■ TASK 1
Which usernames post in the honey standards thread below?
■ TASK 2
Write out the part of the honey standards thread that opens with the words containing "Try here sqk;" and closes with "the right direction.".
■ TASK 3
How would you sum up the honey standards thread below in two sentences?

■ PASSAGE
Start

# Honey Standards



## sqkcrk (Dec 10, 2005)

This was the topic of a talk at the Empire State Honey Producers Association Fall Mtng last week.

What is honey? What is the "standard" for honey? Who will set the standard? How do we, the producers, keep someone else from setting the standard so that it contains something other than honey?

There are plenty of products out there which have honey on their label that don't contain honey. Is this right? I don't think so.


----------



## tecumseh (Apr 26, 2005)

sqkcrk writes:
There are plenty of products out there which have honey on their label that don't contain honey. Is this right? I don't think so.

tecumseh:
I have been inform that in texas this is illegal. however, from time to time I do notice products on shore shelves that say honey this or that and contain absolutely no honey. recently I did an informal survey of honey mustand salad dressing and oddly enough the cheaper (store) brand contained honey and the higher priced (very fancy bottles and price) contained none.


----------



## Bizzybee (Jan 29, 2006)

Try here sqk; http://www.mtnhoney.com/about.htm

I believe there's a contact email address. Virginia and Carl are both extremely active in the beekeeping community/industry. And I believe that standards are one of Virginia's personal projects. They are active on both the state and federal levels usually.

If you ask nicely, she may give you some information or point you in the right direction.  

Nice folks!!


----------

End

■ SUPPLIED DATA
Start

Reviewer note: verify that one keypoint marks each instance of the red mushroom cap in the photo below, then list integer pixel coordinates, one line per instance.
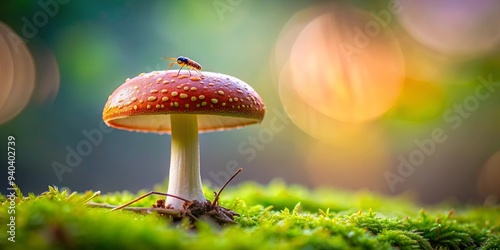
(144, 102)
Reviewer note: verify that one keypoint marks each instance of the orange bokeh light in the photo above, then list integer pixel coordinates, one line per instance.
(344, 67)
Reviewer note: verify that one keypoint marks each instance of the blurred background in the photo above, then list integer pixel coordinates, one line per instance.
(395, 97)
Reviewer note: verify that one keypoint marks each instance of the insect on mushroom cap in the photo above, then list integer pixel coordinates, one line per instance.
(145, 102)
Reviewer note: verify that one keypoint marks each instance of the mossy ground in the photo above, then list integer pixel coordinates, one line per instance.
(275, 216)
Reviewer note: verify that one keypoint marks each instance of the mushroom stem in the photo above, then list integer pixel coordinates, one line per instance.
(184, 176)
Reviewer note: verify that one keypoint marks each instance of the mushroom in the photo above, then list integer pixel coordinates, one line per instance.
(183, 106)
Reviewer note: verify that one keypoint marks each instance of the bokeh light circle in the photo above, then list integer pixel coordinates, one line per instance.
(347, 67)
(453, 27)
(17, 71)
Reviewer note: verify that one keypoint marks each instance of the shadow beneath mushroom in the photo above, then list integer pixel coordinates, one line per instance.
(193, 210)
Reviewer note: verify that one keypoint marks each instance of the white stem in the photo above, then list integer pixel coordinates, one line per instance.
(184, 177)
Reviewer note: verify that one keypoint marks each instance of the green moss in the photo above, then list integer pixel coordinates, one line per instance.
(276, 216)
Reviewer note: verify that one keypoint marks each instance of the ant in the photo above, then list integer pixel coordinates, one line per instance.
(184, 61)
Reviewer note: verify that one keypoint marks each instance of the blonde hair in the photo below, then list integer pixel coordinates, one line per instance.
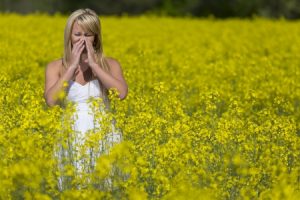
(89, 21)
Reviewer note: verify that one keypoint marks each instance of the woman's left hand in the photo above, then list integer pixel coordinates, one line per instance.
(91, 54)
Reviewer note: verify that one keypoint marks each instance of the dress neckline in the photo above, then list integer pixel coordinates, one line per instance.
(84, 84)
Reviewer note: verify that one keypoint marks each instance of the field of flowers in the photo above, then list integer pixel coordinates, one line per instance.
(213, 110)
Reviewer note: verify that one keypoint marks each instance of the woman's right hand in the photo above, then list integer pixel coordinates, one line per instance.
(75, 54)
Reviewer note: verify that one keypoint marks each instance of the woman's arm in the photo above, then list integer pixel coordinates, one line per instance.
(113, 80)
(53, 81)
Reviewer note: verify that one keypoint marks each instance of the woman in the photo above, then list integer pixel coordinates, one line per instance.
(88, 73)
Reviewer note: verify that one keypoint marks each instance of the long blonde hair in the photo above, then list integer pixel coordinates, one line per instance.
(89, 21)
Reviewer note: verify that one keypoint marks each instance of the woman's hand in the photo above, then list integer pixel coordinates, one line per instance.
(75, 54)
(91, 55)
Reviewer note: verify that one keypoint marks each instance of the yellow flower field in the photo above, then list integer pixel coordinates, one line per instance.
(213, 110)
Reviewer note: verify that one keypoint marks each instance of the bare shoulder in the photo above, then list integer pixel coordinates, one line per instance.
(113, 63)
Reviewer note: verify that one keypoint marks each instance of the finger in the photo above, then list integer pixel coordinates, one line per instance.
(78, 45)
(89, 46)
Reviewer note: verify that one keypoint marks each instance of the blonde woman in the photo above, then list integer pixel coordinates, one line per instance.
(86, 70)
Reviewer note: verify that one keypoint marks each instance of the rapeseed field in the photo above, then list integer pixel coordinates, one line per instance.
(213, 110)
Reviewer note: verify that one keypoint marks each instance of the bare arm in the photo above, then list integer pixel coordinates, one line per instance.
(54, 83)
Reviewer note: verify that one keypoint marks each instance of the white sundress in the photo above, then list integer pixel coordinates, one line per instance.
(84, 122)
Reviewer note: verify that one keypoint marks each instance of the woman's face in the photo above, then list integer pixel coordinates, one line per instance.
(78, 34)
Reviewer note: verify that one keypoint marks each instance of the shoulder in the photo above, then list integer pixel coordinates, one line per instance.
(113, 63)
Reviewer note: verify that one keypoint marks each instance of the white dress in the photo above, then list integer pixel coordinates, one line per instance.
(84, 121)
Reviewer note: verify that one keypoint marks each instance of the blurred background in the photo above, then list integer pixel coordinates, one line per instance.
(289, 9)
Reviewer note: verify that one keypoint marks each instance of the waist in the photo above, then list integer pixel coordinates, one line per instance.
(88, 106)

End

■ EXERCISE RESULT 1
sqkcrk
tecumseh
Bizzybee

■ EXERCISE RESULT 2
Try here sqk; http://www.mtnhoney.com/about.htm

I believe there's a contact email address. Virginia and Carl are both extremely active in the beekeeping community/industry. And I believe that standards are one of Virginia's personal projects. They are active on both the state and federal levels usually.

If you ask nicely, she may give you some information or point you in the right direction.

■ EXERCISE RESULT 3
sqkcrk reports that honey standards were the topic of a talk at the Empire State Honey Producers Association fall meeting, asks who will set the standard for honey, and objects that many products with honey on the label contain none. tecumseh has been told such labeling is illegal in Texas but still sees these products on shelves, and Bizzybee suggests contacting Virginia and Carl through the mtnhoney.com site because they are active in the beekeeping community and standards are believed to be one of Virginia's projects.